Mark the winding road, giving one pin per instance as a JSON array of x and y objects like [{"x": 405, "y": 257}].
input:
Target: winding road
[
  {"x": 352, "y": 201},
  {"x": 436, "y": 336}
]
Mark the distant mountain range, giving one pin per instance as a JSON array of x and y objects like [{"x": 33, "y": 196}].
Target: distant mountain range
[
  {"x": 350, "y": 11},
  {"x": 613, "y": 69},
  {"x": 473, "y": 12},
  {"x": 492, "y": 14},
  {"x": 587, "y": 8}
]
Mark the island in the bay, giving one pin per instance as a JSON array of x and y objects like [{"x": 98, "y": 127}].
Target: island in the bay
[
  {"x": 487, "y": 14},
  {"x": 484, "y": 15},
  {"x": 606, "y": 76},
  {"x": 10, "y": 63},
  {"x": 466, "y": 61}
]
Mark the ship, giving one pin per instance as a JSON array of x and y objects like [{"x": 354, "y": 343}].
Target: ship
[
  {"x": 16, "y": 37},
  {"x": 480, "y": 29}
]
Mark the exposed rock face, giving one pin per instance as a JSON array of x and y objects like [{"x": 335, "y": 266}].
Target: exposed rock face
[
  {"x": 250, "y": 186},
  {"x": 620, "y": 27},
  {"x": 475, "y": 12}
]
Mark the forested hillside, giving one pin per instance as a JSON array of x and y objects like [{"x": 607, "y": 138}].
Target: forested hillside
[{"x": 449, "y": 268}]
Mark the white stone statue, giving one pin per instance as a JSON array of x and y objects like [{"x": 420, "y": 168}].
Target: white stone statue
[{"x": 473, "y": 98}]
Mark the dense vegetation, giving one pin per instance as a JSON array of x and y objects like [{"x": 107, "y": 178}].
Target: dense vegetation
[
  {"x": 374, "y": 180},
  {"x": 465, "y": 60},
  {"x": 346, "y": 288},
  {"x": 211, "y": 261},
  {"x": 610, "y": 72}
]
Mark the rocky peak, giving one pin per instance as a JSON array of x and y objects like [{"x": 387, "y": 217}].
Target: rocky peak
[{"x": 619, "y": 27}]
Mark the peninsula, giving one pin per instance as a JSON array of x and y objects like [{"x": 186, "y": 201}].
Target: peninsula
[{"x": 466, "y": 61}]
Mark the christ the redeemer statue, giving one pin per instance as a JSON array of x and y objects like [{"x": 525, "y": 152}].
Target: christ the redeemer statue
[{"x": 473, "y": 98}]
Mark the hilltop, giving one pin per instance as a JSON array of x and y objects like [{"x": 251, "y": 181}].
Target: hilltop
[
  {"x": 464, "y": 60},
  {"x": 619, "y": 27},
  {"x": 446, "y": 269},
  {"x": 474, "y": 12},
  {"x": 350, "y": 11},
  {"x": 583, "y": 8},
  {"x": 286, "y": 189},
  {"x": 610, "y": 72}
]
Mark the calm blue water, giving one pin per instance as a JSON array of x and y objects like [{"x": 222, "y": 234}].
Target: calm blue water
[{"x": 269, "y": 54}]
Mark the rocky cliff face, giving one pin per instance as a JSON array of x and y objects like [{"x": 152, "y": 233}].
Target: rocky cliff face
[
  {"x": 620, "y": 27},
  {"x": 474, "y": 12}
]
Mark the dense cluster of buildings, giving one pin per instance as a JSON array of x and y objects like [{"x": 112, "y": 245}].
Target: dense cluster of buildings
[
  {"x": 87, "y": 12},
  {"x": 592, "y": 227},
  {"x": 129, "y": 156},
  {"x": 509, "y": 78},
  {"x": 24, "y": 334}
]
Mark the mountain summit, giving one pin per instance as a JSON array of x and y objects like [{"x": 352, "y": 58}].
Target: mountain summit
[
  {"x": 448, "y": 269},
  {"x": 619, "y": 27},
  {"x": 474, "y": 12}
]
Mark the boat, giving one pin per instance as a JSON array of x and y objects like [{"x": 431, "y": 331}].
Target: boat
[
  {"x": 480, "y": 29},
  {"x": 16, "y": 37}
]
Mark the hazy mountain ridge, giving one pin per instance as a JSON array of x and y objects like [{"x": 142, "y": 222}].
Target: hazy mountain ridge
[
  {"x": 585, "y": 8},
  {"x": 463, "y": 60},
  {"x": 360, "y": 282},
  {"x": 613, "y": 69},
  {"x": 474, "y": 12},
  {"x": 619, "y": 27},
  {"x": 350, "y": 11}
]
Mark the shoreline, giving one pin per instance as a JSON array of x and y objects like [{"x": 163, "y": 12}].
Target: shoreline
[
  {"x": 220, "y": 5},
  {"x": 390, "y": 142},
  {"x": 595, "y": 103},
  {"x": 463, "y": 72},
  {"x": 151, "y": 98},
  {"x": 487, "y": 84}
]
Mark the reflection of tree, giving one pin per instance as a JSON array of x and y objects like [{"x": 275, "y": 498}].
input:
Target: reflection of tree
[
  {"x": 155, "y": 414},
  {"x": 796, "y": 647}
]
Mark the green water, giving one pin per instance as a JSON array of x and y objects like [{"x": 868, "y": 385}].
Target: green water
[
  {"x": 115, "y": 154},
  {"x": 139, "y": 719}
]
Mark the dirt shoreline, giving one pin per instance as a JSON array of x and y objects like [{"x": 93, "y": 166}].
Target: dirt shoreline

■ ■ ■ ■ ■

▶ Directions:
Extract the data from the line containing "Mark the dirt" through the end, and repeat those lines verbatim.

▶ Solution to this exercise:
Mark the dirt shoreline, giving one pin per instance as a JSON array of x and y objects like [{"x": 93, "y": 166}].
Target: dirt shoreline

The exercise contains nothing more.